> [PROBLEM REQUIREMENTS]
Can you shorten the paragraph of the movie review below that begins "Both The Assistant and The Zone of Interest" into a brief bulleted list of its main points?

> [TEXT TO READ]
'''
From time to time, Gresh and I have posted movie reviews here on ExNotes.  Working from an admittedly flaky memory, I think all our reviews have generally been positive. I remember the review on Operation Mincemeat, for example. That movie was one of the best I’ve ever seen (I liked it so much I watched it a third time this weekend). But not everything is golden. Susie and I watched two movies on MAX (one of our subscription services) this weekend and they were two of the worst movies I’ve ever seen.  I thought maybe it was a guy thing, but Sue had the same opinion.  The miscreant motion pictures are The Zone of Interest and The Assistant.

Both The Assistant and The Zone of Interest were terrible for the same reasons:  They had no plot, no beginning, and no ending.  Did you ever start to watch a movie and switch it off because nothing was happening in the first 15 minutes or so?  In these movies, that continued for the duration of the entire show.  Both were train wrecks, not in the sense that they had lots of action, but because we didn’t stop looking at them.  We could have, but we hung in there waiting to see if anything would happen. There was this feeling that something has to happen soon, but it never did in either movie.

The Zone of Interest is a story about a Nazi concentration camp commandant and his family living the good life in a nice home just outside the camp walls.  I suppose the contrast between how well they lived and what was going on inside the camp was supposed to heighten the dramatic effect, but you never saw what was happening on the other side.  The cinematography (if that’s the right word) was off, too.  The imagery mostly looked overexposed, and in a few instances, the film makers switch to images of people being portrayed as white empty spaces, almost as if they had just discovered the select-and-delete feature in their video editing software.  It didn’t work for either Sue or me.  The critics loved this movie (if you believe the advertisements), but take it from me, they’re lying.   When the credits flashed on the screen at the end, we were both surprised.  “That’s it?” Sue asked.  Yep.  There was no ending.  It just stopped and the credits popped up. This porker of a motion picture would put the Hoover vacuum cleaner company to shame: It sucked big time.
'''
> [INFORMATION GIVEN]
'''
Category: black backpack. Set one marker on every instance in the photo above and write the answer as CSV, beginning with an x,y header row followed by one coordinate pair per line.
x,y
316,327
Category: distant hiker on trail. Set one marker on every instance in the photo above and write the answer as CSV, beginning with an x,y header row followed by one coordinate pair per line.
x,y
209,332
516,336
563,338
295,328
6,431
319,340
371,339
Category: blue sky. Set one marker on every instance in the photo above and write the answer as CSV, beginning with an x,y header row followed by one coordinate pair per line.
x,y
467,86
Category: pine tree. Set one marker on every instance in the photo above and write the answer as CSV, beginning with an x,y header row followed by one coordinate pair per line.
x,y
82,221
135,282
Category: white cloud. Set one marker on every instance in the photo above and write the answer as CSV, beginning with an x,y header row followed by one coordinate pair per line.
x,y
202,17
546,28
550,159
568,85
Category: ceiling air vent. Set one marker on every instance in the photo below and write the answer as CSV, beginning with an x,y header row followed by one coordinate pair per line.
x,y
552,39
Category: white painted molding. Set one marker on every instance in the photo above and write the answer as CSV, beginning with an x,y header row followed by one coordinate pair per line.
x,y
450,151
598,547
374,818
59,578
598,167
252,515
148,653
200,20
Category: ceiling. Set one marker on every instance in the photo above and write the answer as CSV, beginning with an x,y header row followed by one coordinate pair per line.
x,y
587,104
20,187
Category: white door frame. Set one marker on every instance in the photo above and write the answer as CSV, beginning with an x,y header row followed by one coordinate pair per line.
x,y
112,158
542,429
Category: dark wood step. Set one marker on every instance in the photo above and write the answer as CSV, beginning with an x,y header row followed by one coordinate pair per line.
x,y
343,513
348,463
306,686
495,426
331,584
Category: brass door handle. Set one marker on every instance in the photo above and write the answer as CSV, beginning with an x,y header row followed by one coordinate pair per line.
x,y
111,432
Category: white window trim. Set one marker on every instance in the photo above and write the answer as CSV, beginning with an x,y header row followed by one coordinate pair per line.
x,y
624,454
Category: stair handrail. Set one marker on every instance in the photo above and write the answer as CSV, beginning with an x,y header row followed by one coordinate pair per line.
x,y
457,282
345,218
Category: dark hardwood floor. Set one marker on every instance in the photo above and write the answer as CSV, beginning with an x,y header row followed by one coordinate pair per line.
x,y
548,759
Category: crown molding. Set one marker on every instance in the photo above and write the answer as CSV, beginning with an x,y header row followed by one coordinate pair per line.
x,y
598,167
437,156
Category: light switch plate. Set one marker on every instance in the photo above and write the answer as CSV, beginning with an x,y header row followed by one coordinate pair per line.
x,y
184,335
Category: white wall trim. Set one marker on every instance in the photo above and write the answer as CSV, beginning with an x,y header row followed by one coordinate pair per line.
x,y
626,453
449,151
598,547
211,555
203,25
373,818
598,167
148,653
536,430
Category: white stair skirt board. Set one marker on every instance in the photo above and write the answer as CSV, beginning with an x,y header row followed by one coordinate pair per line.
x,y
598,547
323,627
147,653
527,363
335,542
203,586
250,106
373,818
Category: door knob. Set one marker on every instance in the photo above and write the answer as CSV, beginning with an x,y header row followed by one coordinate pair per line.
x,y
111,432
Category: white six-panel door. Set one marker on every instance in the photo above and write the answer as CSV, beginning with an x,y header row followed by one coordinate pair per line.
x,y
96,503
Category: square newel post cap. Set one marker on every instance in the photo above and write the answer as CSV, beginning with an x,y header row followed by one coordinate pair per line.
'''
> [SOLUTION FOR THIS TASK]
- Both films were terrible for the same reasons: no plot, no beginning, and no ending.
- The feeling that nothing is happening, which can make viewers switch off after about 15 minutes, lasted for the whole of each movie.
- They were train wrecks not because of action but because the viewers kept watching.
- The viewers stayed, expecting something to happen soon, but nothing ever did in either movie.